According to the fight report, in which round did Truax land the overhand right that was his best punch of the fight?

Reading passage:
═══

Truax showed a ton of heart and, contrary to what some in the media say, he is a very good fighter. At 37, it’s going to be harder for him to execute his usual strategy of dogging his opponent, but that doesn’t mean he can’t. He had his moments tonight, but then in the fourth he got caught with a shot that seemed to break his nose; the blood gushed.
In the eighth, Plant moved into an overhand right from Truax that was by far the best punch of the fight from Truax. Upon examination, it was even more impressive because Truax tricked Plant with the shot. Truax showed Plant the left hook downstairs, and instead let the overhand right go. It was an illustration of Truax’s experience and intelligence.
For the next round or so, Truax knew he had something and caught Plant with a right hand a couple of times. In the 9th Plant held a couple of times to buy himself a little time.
But it wasn’t enough. In the end, Plant was just too good and too young for Truax to have any real success against. Plant outlanded Truax by a wide margin, and on my card Plant won every single round. The moments Truax had just weren’t quite enough to score a round for him.

═══

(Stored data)
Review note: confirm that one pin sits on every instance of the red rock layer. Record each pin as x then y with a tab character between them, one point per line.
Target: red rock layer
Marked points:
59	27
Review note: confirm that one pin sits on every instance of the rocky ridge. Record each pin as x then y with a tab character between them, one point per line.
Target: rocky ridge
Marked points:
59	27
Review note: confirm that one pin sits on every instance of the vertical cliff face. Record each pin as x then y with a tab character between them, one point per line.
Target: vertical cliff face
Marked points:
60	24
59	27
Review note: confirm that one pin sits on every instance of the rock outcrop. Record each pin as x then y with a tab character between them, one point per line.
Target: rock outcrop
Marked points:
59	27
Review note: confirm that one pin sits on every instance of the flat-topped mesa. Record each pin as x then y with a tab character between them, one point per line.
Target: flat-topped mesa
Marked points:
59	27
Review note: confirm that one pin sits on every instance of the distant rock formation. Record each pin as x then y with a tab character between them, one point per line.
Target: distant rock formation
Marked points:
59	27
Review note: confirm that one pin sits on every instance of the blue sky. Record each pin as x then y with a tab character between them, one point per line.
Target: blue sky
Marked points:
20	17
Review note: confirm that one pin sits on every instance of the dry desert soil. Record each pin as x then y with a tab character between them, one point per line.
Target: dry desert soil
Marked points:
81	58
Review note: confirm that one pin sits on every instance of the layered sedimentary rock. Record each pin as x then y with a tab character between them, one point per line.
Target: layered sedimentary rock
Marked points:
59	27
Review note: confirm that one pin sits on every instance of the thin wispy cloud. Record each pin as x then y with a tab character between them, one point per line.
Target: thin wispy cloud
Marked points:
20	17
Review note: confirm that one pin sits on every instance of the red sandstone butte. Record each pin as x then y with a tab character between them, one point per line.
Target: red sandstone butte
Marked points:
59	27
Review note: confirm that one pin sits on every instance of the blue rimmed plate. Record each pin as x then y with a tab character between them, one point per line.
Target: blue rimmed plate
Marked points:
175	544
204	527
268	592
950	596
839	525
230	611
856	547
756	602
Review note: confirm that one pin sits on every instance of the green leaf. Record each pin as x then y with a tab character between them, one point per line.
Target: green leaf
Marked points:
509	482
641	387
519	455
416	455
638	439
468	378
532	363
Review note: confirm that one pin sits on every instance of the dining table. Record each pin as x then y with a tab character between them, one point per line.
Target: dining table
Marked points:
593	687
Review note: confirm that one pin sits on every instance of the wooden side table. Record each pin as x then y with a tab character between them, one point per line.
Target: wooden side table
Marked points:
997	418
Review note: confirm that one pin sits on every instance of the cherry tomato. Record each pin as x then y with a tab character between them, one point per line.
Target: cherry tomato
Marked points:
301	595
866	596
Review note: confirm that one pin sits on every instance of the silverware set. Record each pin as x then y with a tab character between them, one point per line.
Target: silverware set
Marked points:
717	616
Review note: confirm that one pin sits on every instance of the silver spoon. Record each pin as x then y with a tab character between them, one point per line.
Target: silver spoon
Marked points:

═══

Solved problem:
The eighth round.